STATED PROBLEM: Reproduce every line of the data below, swapping "Pick out" for "Locate" wherever it occurs and leaving all other text unchanged.

DATA SHOWN:
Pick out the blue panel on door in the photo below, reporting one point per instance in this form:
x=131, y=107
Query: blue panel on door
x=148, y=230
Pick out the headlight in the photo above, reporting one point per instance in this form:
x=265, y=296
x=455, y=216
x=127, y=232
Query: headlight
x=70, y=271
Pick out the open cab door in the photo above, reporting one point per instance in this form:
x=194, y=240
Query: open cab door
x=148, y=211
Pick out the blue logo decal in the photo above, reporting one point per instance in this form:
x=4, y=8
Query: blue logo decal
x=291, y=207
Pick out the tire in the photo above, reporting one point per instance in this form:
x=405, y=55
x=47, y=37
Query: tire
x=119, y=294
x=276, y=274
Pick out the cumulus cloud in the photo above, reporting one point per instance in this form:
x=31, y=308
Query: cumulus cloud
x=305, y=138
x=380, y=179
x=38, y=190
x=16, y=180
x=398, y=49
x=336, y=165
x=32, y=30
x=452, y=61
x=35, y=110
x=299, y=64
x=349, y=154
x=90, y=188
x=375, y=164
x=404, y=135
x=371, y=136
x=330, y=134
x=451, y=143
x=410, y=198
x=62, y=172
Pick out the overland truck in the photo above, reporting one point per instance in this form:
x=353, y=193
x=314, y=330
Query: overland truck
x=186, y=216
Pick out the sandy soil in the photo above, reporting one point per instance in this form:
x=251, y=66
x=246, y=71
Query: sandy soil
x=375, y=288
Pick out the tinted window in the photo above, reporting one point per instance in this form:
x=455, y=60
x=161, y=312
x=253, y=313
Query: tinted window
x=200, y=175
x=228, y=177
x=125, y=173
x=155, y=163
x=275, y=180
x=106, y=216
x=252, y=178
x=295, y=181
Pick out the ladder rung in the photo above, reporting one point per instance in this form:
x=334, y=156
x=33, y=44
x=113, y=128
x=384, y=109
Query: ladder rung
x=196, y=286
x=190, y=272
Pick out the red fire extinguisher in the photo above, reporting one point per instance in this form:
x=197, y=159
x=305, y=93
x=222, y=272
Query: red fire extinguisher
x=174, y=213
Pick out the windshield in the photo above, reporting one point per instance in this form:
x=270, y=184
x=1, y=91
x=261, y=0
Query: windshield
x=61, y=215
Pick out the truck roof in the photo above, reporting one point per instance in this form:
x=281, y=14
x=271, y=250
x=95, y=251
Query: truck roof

OUTPUT OF THE TASK:
Locate the blue panel on door in the photo below, reporting one point per instance in this form:
x=131, y=107
Query: blue panel on door
x=148, y=230
Locate the headlight in the photo above, reporting one point per instance in this form:
x=265, y=296
x=455, y=216
x=127, y=232
Query: headlight
x=70, y=271
Locate the open cab door in the photo above, reporting one point per instance in this form:
x=194, y=240
Query: open cab door
x=148, y=211
Locate the blue logo decal in the photo above, reporting one point per instance in this form:
x=4, y=8
Query: blue logo decal
x=291, y=207
Locate the tire in the photo above, reporting one point per instance in this form:
x=405, y=55
x=47, y=37
Query: tire
x=119, y=294
x=276, y=274
Locate the cumulus cloud in the photo above, reporting one point per instance in this form:
x=31, y=308
Query: cumulus cloud
x=305, y=138
x=380, y=179
x=38, y=190
x=16, y=180
x=398, y=49
x=336, y=165
x=32, y=30
x=452, y=61
x=35, y=110
x=299, y=64
x=349, y=154
x=90, y=188
x=375, y=164
x=404, y=135
x=371, y=136
x=330, y=134
x=451, y=143
x=410, y=198
x=62, y=172
Locate the overland truck in the photo above, reporting one point per instance in this form:
x=353, y=193
x=314, y=330
Query: overland truck
x=186, y=216
Locate the sandy soil in the photo above, reporting one point per instance in this form:
x=251, y=66
x=246, y=71
Query: sandy soil
x=375, y=288
Locate the tinted window in the photo above, reporting one point per instance in this form:
x=455, y=60
x=161, y=312
x=253, y=313
Query: tinted window
x=200, y=175
x=228, y=177
x=125, y=173
x=155, y=163
x=275, y=180
x=106, y=216
x=252, y=178
x=295, y=181
Locate the ladder rung in the photo above, reporting one point per instance in this form:
x=334, y=156
x=33, y=44
x=113, y=128
x=384, y=109
Query: ladder rung
x=196, y=286
x=190, y=272
Locate the red fire extinguisher in the photo above, reporting one point per instance in this form:
x=197, y=159
x=305, y=93
x=222, y=272
Query: red fire extinguisher
x=174, y=213
Locate the windshield in the photo above, reporting one point per instance in this form:
x=270, y=184
x=1, y=91
x=261, y=0
Query: windshield
x=61, y=215
Locate the truck roof in the photo above, reporting one point per instance in this form:
x=281, y=14
x=271, y=250
x=95, y=251
Query: truck roof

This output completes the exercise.